### STATED GOAL A
Name every stage that the speedy-trial passage says the right to a speedy trial covers.

### DOCUMENT
86. In view of the above discussion, the following propositions emerge, meant to serve as guidelines. We must forewarn that these propositions are not exhaustive. It is difficult to foresee all situations. Nor is it possible to lay down any hard and fast rules. These propositions are:
(1) Fair, just and reasonable procedure implicit in Article 21 of the Constitution creates a right in the accused to be tried speedily. Right to speedy trial is the right of the accused. The fact that a speedy trial is also in public interest or that it serves the social interest also, does not make it any the less the right of the accused. It is in the interest of all concerned that the guilt or innocence of the accused is determined as quickly as possible in the circumstances.
(2) Right to speedy trial flowing from Article 21 encompasses all the stages, namely the stage of investigation, inquiry, trial, appeal, revision and re-trial. That is how, this Court has understood this right and there is no reason to take a restricted view.
(3) The concerns underlying the right to speedy trial from the point of view of the accused are:
(a) the period of remand and pre-conviction detention should be as short as possible. In other words, the accused should not be subjected to unnecessary or unduly long incarceration prior to his conviction;
(b) the worry, anxiety, expense and disturbance to his vocation and peace, resulting from an unduly prolonged investigation, inquiry or trial should be minimal; and
(c) undue delay may well result in impairment of the ability of the accused to defend himself, whether on account of death, disappearance or non-availability of witnesses or otherwise.
(4) At the same time, one cannot ignore the fact that it is usually the accused who is interested in delaying the proceedings. As is often pointed out, "delay is a known defence tactic". Since the burden of proving the guilt of the accused lies upon the prosecution, delay ordinarily prejudices the prosecution. Non-availability of witnesses, disappearance of evidence by lapse of time really work against the interest of the prosecution. of course, there may be cases where the prosecution, for whatever reason, also delays the proceedings. Therefore, in every case, where the right to speedy trial is alleged to have been infringed, the first question to be put and answered is--who is responsible for the delay? Proceedings taken by either party in good faith, to vindicate their rights and interest, as perceived by them, cannot be treated as delaying tactics nor can the time taken in pursuing such proceedings be counted towards delay. It goes without saying that frivolous proceedings or proceedings taken merely for delaying the day of reckoning cannot be treated as proceedings taken in good faith. The mere fact that an application/petition is admitted and an order of stay granted by a superior court is by itself no proof that the proceeding is not frivolous. Very often these stays are obtained on ex parte representation.

A run of records
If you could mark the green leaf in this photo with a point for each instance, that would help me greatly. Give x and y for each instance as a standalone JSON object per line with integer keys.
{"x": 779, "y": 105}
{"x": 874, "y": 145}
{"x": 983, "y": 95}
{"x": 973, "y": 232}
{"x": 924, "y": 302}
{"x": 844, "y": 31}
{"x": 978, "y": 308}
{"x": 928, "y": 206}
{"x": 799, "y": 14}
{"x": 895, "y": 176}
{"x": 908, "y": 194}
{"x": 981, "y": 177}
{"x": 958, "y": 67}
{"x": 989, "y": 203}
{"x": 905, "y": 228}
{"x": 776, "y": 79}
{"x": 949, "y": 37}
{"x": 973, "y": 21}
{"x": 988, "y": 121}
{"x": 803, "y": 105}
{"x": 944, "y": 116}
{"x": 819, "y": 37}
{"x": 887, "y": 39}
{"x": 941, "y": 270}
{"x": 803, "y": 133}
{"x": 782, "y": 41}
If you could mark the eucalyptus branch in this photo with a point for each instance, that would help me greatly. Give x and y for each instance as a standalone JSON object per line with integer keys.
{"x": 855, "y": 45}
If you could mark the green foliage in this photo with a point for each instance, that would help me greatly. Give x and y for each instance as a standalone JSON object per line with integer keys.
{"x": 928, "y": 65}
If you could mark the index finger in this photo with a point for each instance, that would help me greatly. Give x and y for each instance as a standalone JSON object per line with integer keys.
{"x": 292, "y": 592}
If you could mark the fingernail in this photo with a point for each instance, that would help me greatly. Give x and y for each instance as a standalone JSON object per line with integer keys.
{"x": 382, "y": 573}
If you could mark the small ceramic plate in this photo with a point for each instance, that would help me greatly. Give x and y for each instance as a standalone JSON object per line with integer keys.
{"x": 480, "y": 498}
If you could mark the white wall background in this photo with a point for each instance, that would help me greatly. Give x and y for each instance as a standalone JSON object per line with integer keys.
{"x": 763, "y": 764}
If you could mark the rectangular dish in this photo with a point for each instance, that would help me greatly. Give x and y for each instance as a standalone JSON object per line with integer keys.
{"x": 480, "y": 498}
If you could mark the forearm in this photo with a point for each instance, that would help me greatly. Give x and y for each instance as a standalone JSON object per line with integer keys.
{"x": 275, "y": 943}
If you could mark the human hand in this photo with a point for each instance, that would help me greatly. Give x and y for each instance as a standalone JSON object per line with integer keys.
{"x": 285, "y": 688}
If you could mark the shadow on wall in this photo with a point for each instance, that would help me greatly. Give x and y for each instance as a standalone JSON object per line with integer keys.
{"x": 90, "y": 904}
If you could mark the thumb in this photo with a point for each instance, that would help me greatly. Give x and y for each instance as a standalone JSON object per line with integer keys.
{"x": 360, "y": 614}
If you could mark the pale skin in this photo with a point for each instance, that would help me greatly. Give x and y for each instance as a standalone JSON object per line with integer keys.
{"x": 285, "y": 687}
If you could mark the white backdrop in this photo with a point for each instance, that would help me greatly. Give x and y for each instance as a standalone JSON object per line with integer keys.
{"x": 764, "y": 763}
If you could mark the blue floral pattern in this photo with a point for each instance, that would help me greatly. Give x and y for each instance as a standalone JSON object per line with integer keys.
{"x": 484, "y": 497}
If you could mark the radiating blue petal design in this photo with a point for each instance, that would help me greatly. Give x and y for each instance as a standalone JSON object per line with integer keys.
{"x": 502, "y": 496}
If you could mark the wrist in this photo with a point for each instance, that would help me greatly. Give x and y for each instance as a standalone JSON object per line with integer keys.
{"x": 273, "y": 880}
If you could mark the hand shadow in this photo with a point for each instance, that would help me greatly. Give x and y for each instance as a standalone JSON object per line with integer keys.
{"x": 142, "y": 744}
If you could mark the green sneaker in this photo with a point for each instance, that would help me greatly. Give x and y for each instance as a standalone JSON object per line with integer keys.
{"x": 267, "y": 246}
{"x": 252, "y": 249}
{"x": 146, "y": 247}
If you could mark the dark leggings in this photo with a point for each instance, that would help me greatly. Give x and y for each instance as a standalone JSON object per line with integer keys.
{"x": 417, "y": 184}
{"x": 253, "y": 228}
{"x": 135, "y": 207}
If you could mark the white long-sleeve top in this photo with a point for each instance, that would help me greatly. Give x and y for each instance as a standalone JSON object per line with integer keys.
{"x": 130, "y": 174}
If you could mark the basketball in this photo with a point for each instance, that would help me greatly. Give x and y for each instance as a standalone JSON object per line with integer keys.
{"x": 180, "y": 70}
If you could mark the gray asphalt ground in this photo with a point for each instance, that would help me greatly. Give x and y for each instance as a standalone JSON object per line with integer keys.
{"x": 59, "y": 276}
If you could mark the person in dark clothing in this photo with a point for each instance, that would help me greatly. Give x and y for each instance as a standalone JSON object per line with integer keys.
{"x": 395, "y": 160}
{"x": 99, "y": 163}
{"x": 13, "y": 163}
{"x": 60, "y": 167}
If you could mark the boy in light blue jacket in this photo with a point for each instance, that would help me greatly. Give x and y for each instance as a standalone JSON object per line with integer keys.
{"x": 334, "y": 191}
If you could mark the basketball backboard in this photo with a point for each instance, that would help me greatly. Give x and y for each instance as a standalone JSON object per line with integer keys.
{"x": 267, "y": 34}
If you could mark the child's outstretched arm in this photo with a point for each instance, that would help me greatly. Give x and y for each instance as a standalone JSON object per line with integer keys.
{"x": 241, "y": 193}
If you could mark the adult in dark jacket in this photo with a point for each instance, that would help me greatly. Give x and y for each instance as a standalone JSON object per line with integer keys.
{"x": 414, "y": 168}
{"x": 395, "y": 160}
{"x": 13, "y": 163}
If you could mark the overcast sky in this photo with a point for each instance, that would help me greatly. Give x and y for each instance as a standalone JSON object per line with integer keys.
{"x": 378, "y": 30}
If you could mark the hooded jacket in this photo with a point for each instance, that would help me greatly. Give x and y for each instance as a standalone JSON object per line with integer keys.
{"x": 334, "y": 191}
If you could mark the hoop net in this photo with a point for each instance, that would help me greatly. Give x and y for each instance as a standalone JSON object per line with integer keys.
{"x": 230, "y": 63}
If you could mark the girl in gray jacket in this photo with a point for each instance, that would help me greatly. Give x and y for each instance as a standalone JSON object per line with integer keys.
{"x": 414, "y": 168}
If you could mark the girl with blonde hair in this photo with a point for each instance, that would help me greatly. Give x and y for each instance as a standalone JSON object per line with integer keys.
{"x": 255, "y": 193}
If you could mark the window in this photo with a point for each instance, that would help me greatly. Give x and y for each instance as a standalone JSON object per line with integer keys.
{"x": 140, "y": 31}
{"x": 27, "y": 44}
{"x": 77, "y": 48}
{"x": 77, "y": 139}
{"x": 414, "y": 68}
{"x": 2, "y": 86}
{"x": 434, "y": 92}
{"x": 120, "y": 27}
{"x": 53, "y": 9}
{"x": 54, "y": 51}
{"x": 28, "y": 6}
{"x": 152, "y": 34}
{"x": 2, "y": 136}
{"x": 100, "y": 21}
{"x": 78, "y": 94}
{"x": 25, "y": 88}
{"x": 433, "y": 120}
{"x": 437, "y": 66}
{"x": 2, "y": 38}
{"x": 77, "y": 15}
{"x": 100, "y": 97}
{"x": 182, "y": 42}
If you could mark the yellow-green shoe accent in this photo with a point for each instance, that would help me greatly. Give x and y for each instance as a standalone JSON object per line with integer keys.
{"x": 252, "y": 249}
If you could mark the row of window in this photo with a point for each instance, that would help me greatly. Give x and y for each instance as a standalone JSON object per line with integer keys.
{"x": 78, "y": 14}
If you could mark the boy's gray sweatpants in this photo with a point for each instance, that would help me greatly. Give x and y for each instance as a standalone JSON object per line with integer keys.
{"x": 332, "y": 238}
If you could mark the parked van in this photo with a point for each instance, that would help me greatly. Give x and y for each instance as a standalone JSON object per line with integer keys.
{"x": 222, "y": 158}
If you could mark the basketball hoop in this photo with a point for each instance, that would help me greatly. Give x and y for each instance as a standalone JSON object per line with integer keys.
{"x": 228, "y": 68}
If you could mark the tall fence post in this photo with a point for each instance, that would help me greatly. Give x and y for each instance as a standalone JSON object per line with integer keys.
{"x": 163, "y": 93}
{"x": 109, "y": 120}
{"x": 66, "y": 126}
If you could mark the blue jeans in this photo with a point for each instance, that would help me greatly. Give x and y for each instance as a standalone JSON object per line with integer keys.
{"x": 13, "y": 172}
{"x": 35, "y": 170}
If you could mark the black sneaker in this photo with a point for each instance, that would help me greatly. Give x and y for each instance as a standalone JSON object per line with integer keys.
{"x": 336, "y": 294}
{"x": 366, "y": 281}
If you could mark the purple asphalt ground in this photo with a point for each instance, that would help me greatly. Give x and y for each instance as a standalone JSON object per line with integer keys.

### STATED GOAL B
Return each line of the records that contains the word "basketball".

### FINISHED ANSWER A
investigation, inquiry, trial, appeal, revision, re-trial

### FINISHED ANSWER B
If you could mark the basketball in this photo with a point for each instance, that would help me greatly. Give x and y for each instance as a standalone JSON object per line with integer keys.
If you could mark the basketball backboard in this photo with a point for each instance, that would help me greatly. Give x and y for each instance as a standalone JSON object per line with integer keys.
If you could mark the basketball hoop in this photo with a point for each instance, that would help me greatly. Give x and y for each instance as a standalone JSON object per line with integer keys.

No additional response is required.